--- START ---

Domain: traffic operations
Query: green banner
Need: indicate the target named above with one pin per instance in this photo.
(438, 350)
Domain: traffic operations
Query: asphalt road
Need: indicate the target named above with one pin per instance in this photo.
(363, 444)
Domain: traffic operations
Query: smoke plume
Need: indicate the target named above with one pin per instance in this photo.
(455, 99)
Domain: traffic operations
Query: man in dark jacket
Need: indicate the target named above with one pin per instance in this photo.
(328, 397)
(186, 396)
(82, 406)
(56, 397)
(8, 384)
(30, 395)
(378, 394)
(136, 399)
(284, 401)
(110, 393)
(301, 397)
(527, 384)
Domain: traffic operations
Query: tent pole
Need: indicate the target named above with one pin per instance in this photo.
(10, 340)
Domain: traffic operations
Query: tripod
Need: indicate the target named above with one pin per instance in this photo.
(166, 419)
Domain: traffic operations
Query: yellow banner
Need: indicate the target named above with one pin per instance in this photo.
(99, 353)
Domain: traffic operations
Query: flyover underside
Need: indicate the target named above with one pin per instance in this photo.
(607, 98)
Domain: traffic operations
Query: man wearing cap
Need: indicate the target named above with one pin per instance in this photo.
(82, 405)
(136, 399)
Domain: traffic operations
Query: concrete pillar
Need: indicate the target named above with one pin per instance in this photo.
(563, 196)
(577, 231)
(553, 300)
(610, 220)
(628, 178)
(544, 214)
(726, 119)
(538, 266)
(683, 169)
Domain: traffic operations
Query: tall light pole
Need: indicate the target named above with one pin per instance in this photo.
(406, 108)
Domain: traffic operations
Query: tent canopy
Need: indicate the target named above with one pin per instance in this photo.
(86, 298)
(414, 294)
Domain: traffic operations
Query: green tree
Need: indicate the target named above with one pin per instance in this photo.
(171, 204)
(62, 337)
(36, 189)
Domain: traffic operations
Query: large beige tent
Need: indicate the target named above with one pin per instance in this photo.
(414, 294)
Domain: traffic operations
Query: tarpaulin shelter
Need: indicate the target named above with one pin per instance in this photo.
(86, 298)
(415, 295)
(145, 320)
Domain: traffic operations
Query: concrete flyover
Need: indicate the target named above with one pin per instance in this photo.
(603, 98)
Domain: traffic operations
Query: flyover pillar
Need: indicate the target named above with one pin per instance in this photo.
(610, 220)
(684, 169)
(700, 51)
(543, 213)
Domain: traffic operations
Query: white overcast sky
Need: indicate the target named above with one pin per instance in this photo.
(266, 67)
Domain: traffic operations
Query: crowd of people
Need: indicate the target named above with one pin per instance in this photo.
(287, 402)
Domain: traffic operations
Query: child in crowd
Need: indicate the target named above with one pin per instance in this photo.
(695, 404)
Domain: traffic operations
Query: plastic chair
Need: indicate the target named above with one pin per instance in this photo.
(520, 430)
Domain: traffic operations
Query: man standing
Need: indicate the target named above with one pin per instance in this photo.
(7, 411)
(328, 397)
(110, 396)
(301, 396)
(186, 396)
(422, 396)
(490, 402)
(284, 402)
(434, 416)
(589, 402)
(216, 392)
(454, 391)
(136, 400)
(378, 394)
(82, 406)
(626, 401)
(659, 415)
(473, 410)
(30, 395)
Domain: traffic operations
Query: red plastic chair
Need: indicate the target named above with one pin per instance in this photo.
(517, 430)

--- END ---

WHAT YOU WILL DO ::
Every line of the material above that includes the string "pole" is required.

REPLY TO THE TASK ::
Query: tent pole
Query: tall light pole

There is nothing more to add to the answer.